* _Problem to solve_
Return every line of the material below unchanged, character for character.

A series of records
[BEGIN]
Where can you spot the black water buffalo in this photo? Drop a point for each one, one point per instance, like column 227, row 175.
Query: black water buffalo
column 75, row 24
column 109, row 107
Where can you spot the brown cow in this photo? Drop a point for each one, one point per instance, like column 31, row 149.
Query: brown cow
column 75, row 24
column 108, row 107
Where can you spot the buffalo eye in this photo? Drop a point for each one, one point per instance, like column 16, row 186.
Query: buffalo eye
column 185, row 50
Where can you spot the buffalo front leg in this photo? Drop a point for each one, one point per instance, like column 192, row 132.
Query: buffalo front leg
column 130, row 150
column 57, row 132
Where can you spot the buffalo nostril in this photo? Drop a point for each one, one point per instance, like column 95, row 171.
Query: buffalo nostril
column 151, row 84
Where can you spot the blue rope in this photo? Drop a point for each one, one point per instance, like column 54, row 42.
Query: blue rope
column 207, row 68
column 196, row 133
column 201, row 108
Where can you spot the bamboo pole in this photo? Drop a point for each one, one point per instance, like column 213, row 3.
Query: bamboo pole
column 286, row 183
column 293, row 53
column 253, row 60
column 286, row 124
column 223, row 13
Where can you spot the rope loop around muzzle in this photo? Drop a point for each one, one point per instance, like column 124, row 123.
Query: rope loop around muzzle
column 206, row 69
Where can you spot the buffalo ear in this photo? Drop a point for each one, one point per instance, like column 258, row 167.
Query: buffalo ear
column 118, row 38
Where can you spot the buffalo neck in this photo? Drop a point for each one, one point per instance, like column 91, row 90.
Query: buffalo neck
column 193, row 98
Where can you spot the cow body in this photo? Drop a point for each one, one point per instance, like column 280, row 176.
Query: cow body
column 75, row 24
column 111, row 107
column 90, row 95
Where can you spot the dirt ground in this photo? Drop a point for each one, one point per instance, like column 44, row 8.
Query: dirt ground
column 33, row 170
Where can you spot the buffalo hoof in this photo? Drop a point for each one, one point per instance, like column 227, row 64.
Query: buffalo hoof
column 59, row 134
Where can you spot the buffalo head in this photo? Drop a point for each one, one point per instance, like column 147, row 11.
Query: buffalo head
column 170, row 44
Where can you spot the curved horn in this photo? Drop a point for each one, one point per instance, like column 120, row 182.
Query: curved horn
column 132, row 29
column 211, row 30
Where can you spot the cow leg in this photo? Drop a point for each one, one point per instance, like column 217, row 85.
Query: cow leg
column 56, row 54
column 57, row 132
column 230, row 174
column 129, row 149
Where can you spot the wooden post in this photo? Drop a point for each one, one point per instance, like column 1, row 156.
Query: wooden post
[END]
* _Finished task_
Where can you spot the black water buffalo in this photo? Drop a point for each one, one point per instance, like column 227, row 175.
Query: black water buffalo
column 75, row 24
column 109, row 107
Where can you spot the brown cow in this photo? Drop a point for each one, one point per instance, like column 31, row 149.
Query: brown cow
column 75, row 24
column 108, row 107
Where can you spot the buffalo eye in this photo? Drop a point for each one, one point per instance, like column 16, row 186.
Query: buffalo eye
column 185, row 50
Where can you spot the buffalo front leg in this photo? Drop a point for each one, one point per instance, like column 192, row 132.
Query: buffalo front leg
column 130, row 150
column 57, row 132
Where can you spot the buffalo nostril in this photo? Drop a point for each one, one point per instance, like column 95, row 171.
Query: buffalo nostril
column 151, row 84
Where can you spot the blue rope in this photo? Drop a point for each one, one point per instance, like column 54, row 42.
Query: blue rope
column 207, row 68
column 196, row 133
column 201, row 108
Where can you spot the bamboo pole in this photo? Drop a point for each one, one point per instance, like column 213, row 3.
Query: bamboo pole
column 286, row 183
column 293, row 53
column 253, row 60
column 286, row 124
column 223, row 13
Where can you spot the rope loop around muzzle in this photo? Drop a point for each one, one point per instance, like column 124, row 123.
Query: rope loop around muzzle
column 206, row 69
Where can you spot the buffalo ear in this photo? Drop a point for each one, one point per instance, like column 258, row 167.
Query: buffalo ear
column 118, row 38
Where can you spot the buffalo neck in this photo? Drop a point for each one, one point per instance, like column 91, row 90.
Query: buffalo neck
column 193, row 98
Where can you spot the cow body in this photo? Drop a point for each one, one point per instance, like column 280, row 176.
Query: cow body
column 75, row 24
column 111, row 107
column 90, row 95
Where can you spot the dirt ground in this photo? Drop a point for each one, one point per instance, like column 44, row 8.
Query: dirt ground
column 33, row 170
Where can you spot the buffalo hoof in this photo? Drop a point for each one, one point per instance, like column 227, row 64.
Query: buffalo hoof
column 59, row 134
Where can you spot the buffalo head in this photo? Drop a point for each one, one point per instance, like column 147, row 11.
Query: buffalo head
column 170, row 44
Where can you spot the curved horn in this photo? Drop a point for each one, one point per instance, like column 120, row 182.
Query: curved horn
column 132, row 29
column 211, row 30
Where can you spot the cow leg in this photo? Drop a point for each one, one point per instance, like column 217, row 85.
Query: cow leg
column 56, row 54
column 57, row 132
column 230, row 174
column 129, row 149
Where can you spot the wooden post in this photo? Drop a point for each one, one point per instance, like column 1, row 156.
Query: wooden post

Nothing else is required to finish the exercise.